* _SHORT PROBLEM_: Please return the data from the line containing "shoulder. Report pixel corners as JSON arrays." through the line containing "[[28, 440, 129, 512], [332, 427, 409, 512]]" verbatim, both lines included.

* _RAW RECORDS_:
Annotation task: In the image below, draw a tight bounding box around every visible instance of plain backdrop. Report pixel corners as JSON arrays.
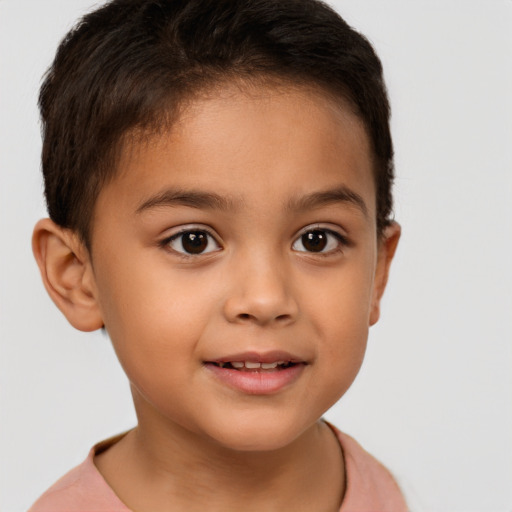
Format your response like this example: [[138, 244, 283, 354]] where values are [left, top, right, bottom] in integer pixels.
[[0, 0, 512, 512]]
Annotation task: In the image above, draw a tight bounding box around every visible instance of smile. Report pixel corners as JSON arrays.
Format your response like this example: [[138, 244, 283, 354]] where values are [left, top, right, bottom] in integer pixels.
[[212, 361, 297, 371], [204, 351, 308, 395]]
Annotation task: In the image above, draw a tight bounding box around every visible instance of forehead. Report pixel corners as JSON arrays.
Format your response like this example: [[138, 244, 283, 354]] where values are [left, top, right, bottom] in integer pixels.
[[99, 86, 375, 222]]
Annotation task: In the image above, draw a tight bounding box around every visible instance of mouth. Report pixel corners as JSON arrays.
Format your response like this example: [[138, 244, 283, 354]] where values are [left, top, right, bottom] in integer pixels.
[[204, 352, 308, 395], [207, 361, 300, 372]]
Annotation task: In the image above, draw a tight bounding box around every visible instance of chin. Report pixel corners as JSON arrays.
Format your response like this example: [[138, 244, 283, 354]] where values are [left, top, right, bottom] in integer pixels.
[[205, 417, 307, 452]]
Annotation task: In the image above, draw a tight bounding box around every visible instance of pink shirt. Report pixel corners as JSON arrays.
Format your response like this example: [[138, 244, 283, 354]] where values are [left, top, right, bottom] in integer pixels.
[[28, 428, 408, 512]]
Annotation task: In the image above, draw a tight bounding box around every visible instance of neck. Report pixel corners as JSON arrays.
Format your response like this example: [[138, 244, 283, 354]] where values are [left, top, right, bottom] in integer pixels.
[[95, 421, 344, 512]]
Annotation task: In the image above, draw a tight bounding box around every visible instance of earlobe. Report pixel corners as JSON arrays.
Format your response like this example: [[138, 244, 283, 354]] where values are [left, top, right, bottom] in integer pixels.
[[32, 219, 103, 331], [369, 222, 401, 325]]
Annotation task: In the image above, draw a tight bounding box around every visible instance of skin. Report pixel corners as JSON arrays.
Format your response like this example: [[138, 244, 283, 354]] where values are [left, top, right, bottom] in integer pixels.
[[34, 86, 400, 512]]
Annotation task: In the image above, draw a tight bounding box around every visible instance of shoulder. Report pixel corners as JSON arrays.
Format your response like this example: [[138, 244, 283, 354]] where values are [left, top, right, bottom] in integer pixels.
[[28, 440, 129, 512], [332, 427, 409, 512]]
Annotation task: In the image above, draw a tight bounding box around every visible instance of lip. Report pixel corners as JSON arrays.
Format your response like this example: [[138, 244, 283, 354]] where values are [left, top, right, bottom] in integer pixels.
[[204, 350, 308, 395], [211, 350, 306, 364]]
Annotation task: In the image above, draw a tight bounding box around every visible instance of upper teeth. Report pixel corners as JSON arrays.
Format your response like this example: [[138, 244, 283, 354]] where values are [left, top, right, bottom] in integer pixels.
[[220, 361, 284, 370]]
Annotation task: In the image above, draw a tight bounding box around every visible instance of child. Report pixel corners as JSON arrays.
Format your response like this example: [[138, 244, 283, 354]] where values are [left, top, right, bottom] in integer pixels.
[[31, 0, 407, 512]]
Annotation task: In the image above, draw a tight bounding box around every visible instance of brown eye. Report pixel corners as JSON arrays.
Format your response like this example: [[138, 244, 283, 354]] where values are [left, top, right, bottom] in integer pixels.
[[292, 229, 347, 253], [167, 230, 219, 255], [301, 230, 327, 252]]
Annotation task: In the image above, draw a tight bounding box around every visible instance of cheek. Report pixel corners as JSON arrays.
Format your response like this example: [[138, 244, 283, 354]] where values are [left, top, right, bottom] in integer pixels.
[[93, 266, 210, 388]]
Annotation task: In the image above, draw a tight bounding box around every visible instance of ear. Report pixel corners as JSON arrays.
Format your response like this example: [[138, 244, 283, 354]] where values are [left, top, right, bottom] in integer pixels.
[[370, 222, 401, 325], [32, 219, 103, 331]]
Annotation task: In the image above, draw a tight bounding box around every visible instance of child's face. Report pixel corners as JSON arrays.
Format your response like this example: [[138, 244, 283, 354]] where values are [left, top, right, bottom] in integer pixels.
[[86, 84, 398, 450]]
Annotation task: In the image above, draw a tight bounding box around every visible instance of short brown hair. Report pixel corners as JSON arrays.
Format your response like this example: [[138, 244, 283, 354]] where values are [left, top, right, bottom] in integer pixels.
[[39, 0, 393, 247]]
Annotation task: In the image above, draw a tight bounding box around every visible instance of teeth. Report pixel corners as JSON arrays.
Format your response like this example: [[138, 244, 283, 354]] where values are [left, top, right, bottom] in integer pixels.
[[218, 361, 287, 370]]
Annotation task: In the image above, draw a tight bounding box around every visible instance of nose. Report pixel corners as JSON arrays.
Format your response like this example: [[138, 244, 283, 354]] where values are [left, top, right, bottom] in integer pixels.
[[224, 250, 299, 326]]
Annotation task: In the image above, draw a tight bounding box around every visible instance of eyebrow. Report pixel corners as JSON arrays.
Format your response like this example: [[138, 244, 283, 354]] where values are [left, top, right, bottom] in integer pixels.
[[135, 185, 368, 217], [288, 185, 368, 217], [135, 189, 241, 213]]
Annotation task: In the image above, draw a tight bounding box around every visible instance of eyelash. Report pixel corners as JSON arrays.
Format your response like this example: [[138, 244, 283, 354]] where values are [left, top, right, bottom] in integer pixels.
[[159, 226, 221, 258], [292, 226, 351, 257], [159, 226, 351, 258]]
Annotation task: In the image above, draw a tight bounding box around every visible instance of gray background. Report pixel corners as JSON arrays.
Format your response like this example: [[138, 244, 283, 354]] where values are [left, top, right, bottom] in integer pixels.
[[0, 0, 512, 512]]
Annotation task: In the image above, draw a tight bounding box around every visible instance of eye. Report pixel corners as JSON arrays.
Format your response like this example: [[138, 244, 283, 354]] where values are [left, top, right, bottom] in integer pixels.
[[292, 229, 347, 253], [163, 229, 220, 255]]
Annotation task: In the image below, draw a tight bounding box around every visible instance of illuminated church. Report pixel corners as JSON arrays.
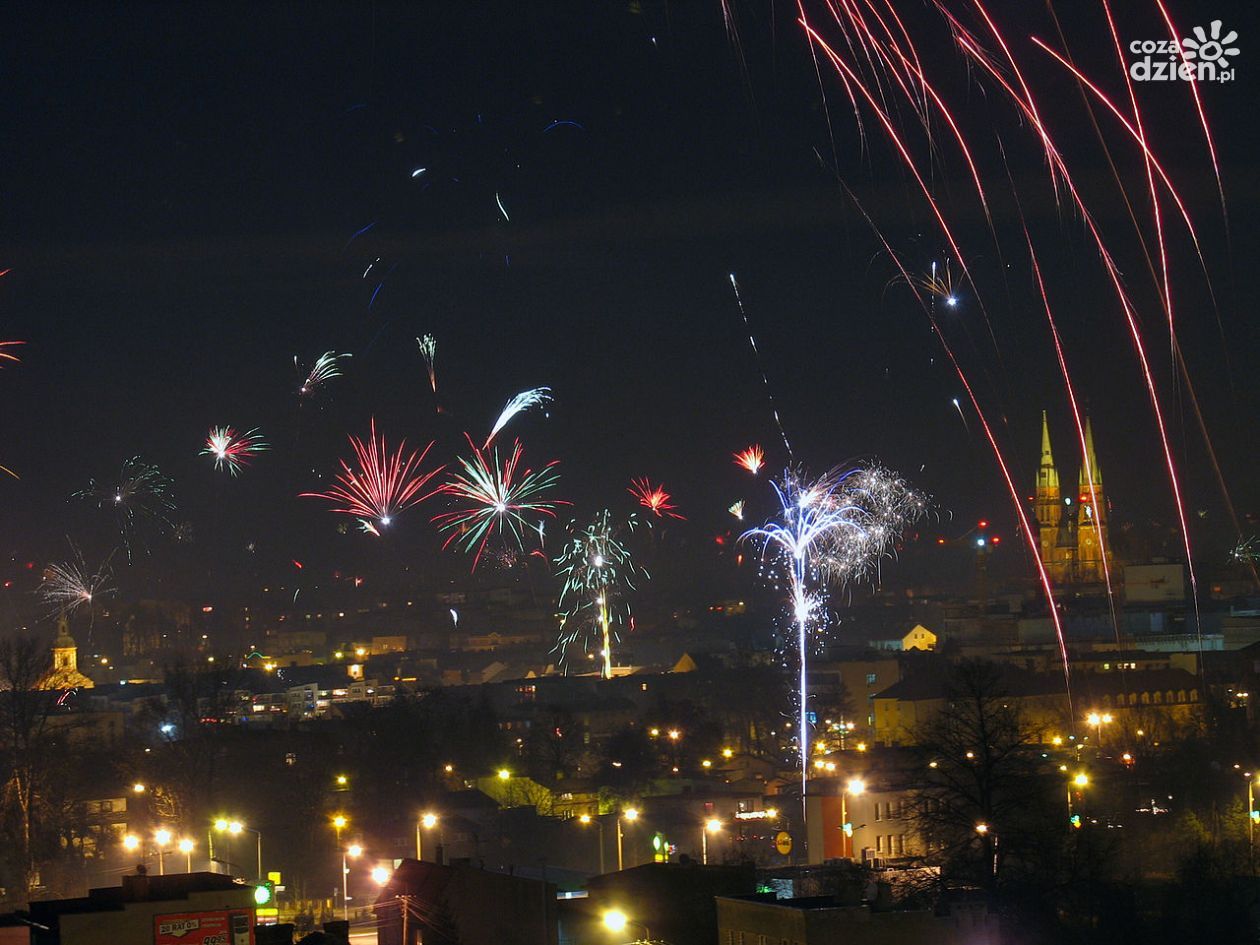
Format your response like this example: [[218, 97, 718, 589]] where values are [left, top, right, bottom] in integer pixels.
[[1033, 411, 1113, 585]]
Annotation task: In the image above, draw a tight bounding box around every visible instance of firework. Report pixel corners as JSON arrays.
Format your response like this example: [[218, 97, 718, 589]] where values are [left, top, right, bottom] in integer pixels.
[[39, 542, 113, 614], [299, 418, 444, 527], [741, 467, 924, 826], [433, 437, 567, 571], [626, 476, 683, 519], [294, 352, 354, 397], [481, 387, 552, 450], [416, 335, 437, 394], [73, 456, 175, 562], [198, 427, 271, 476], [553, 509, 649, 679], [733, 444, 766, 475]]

* _CORRECT ANSWER_:
Annotation task: In the image above, draw a tight bounding box around every visible instance of shoulder. Report pixel corners as JSON arrays.
Format your response like this example: [[138, 244, 283, 354]] where values are [left, top, right, bottom] in integer pixels.
[[28, 440, 129, 512], [332, 427, 409, 512]]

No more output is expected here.